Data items
+ + +

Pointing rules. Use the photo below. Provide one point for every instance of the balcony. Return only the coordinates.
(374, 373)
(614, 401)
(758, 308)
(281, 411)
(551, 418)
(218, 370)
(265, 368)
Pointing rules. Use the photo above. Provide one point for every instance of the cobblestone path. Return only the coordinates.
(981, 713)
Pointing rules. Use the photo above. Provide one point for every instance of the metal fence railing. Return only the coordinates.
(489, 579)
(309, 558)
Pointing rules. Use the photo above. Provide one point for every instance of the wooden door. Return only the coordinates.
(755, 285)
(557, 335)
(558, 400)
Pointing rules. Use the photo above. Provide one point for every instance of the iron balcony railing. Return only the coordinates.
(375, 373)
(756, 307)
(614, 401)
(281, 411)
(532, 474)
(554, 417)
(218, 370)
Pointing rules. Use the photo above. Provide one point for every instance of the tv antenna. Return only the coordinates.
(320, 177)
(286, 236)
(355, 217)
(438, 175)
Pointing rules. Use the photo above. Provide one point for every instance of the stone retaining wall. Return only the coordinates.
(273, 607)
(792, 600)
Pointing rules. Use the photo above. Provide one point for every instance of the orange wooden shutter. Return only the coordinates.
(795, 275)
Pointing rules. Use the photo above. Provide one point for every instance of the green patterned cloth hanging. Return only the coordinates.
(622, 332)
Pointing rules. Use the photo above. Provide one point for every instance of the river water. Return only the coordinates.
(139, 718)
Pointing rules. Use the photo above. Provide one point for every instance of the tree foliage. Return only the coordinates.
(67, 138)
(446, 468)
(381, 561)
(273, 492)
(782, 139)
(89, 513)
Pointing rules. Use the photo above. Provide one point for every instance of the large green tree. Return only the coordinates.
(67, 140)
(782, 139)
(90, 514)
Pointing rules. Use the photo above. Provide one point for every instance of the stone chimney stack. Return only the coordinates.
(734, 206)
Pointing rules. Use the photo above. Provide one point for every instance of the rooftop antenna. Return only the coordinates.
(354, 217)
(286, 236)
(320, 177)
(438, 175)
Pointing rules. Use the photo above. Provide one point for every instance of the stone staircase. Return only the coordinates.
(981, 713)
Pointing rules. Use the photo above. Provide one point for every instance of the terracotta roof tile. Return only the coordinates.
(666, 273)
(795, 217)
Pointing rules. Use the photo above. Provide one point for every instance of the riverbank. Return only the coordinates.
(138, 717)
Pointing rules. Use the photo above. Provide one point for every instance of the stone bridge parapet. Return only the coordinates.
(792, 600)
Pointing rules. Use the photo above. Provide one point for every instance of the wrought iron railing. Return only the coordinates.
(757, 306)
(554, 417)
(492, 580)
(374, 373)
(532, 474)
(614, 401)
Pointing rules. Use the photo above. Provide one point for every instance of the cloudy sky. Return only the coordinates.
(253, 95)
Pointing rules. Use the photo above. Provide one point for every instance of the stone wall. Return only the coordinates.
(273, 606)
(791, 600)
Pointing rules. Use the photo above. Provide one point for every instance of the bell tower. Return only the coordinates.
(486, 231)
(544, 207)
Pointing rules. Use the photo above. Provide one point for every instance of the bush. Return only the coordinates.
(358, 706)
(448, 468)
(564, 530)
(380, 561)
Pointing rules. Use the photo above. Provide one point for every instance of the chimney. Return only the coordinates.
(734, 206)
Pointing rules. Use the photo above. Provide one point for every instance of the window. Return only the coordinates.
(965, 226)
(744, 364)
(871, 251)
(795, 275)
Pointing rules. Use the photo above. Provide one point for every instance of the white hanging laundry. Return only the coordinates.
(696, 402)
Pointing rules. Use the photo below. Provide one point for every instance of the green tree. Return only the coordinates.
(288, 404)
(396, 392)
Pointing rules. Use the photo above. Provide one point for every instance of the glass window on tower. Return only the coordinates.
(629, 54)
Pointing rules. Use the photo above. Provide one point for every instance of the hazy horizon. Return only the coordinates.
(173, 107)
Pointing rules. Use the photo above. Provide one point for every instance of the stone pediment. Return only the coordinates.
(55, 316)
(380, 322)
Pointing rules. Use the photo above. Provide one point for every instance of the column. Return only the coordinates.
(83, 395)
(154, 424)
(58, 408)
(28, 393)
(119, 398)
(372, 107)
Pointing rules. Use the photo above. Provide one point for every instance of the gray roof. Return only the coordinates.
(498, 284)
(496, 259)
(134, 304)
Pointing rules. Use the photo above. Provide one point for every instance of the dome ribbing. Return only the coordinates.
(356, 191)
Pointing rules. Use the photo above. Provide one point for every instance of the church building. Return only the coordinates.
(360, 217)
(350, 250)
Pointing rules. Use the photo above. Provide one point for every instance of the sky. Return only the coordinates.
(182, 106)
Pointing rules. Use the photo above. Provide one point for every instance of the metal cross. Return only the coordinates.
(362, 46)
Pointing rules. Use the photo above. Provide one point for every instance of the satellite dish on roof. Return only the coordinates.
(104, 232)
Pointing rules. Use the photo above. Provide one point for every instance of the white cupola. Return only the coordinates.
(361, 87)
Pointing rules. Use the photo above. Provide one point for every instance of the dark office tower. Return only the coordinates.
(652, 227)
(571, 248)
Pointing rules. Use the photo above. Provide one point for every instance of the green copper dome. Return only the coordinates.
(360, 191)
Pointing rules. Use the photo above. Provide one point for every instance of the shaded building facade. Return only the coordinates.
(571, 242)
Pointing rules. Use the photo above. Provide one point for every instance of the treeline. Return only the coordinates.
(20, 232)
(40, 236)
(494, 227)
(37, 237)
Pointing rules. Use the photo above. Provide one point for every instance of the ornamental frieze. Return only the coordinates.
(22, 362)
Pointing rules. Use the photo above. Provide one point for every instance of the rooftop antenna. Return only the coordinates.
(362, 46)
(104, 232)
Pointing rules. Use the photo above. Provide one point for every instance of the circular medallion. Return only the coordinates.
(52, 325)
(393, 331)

+ + +

In full and word for word, repeat the records.

- [RESULT FOR THIS TASK]
Pointing rules. Use the photo below. Provide one point for every instance of the balcony. Return only the coordinates.
(374, 373)
(614, 401)
(758, 308)
(281, 411)
(551, 418)
(218, 370)
(265, 368)
Pointing rules. Use the photo above. Provide one point for every instance of the cobblestone path. Return only the coordinates.
(981, 713)
Pointing rules. Use the photo above. Provide one point for every instance of the metal fence railing. Return only the coordinates.
(489, 579)
(309, 558)
Pointing rules. Use the photo above. Provide one point for every instance of the wooden door. Return only the coordinates.
(755, 285)
(557, 335)
(558, 400)
Pointing rules. Use the photo above. Provide one point for every instance of the iron balcony railing. Return only the coordinates.
(375, 373)
(756, 307)
(614, 401)
(281, 411)
(532, 474)
(554, 417)
(218, 370)
Pointing rules. Use the photo above. Provide one point for every instance of the tv antenna. Return only the coordinates.
(320, 177)
(286, 236)
(355, 217)
(438, 175)
Pointing rules. Use the photo above. Provide one point for every instance of the stone retaining wall. Return only the coordinates.
(273, 607)
(792, 600)
Pointing rules. Use the photo above. Provide one point for every instance of the orange wooden shutter. Return only the coordinates.
(795, 275)
Pointing rules. Use the photo above. Provide one point for every instance of the green patterned cloth hanging. Return only the coordinates.
(622, 332)
Pointing rules. Use the photo above. Provide one point for every instance of the river water. Return only the coordinates.
(139, 718)
Pointing rules. Use the photo above. Provide one point for every instance of the tree foliage. Return only the coordinates.
(67, 138)
(446, 468)
(381, 561)
(273, 492)
(782, 139)
(89, 513)
Pointing rules. Use the photo above. Provide one point for every instance of the large green tree. Return only the coordinates.
(67, 140)
(782, 139)
(90, 514)
Pointing rules. Use the photo above. Provide one point for every instance of the stone chimney stack. Return only the coordinates.
(734, 206)
Pointing rules. Use the photo above. Provide one point for every instance of the rooftop antenna. Return only the coordinates.
(354, 217)
(286, 236)
(320, 177)
(438, 175)
Pointing rules. Use the photo above. Provide one point for every instance of the stone staircase. Return only the coordinates.
(981, 713)
Pointing rules. Use the photo above. Provide one point for every instance of the terracotta roof tile. Return only the coordinates.
(666, 273)
(795, 217)
Pointing rules. Use the photo above. Provide one point for every instance of the riverbank. Return only the coordinates.
(138, 717)
Pointing rules. Use the photo above. Provide one point for every instance of the stone bridge parapet. Return only the coordinates.
(792, 600)
Pointing rules. Use the photo above. Provide one point for every instance of the wrought iron railing. Return only the coordinates.
(757, 306)
(554, 417)
(492, 580)
(374, 373)
(532, 474)
(614, 401)
Pointing rules. Use the photo above. Provide one point for every instance of the cloudy sky. Return only the coordinates.
(253, 95)
Pointing rules. Use the photo above. Provide one point for every instance of the stone wall. Return only the coordinates.
(273, 606)
(791, 600)
Pointing rules. Use the photo above. Provide one point for every instance of the bell tower. Return only the coordinates.
(486, 231)
(544, 207)
Pointing rules. Use the photo above. Provide one point for every instance of the bush. Return only the coordinates.
(358, 706)
(448, 468)
(564, 530)
(380, 561)
Pointing rules. Use the photo above. Provide one point for every instance of the chimney. Return only the coordinates.
(734, 206)
Pointing rules. Use the photo above. Provide one point for every instance of the window. Return only the coordinates.
(965, 226)
(744, 364)
(871, 251)
(795, 275)
Pointing rules. Use the photo above. Provide one point for every instance of the white hanging laundry. Return only the coordinates.
(696, 402)
Pointing rules. Use the photo below. Provide one point for every instance of the green tree. Return only the coordinates.
(288, 404)
(396, 392)
Pointing rules. Use the photo above. Provide one point for every instance of the glass window on tower. Return only the coordinates.
(629, 54)
Pointing rules. Use the photo above. Provide one point for every instance of the hazy horizon. Return only the coordinates.
(173, 107)
Pointing rules. Use the photo above. Provide one point for every instance of the stone pediment. Return only the coordinates.
(55, 316)
(380, 322)
Pointing rules. Use the photo above. Provide one point for every instance of the column. Return only the coordinates.
(83, 395)
(154, 424)
(58, 408)
(28, 393)
(119, 398)
(372, 107)
Pointing rules. Use the photo above. Provide one point for every instance of the gray roof. Return only the coordinates.
(498, 284)
(496, 259)
(134, 304)
Pointing rules. Use the photo above. Provide one point for every instance of the dome ribbing. Return only the coordinates.
(356, 191)
Pointing rules. Use the photo above. Provide one point for every instance of the church building. Return only the coordinates.
(360, 217)
(350, 250)
Pointing rules. Use the photo above. Provide one point for every instance of the sky. Return only the coordinates.
(182, 106)
Pointing rules. Use the photo above. Provide one point for every instance of the metal cross. Return only the coordinates.
(362, 46)
Pointing rules. Use the photo above. Provide one point for every instance of the satellite dish on roof. Return only the coordinates.
(104, 232)
Pointing rules. Use the photo above. Provide one point for every instance of the white cupola. Return only the coordinates.
(361, 87)
Pointing rules. Use the photo above. Provide one point for every instance of the dark office tower. Return only the coordinates.
(652, 227)
(571, 248)
Pointing rules. Use the photo above. Provide one point for every instance of the green copper dome. Return only the coordinates.
(360, 191)
Pointing rules. Use the photo above. Provide one point for every instance of the shaded building facade. Return only the coordinates.
(571, 242)
Pointing rules. Use the photo above. Provide one point for every instance of the treeline. Return only the coordinates.
(20, 232)
(40, 236)
(494, 227)
(37, 237)
Pointing rules. Use the photo above. Provide one point for every instance of the ornamental frieze. Return only the coordinates.
(22, 362)
Pointing rules. Use the photo above. Provide one point for every instance of the rooftop antenna. Return only the coordinates.
(362, 46)
(104, 232)
Pointing rules. Use the photo above. Provide one point for every instance of the circular medallion. Return only the coordinates.
(52, 325)
(393, 331)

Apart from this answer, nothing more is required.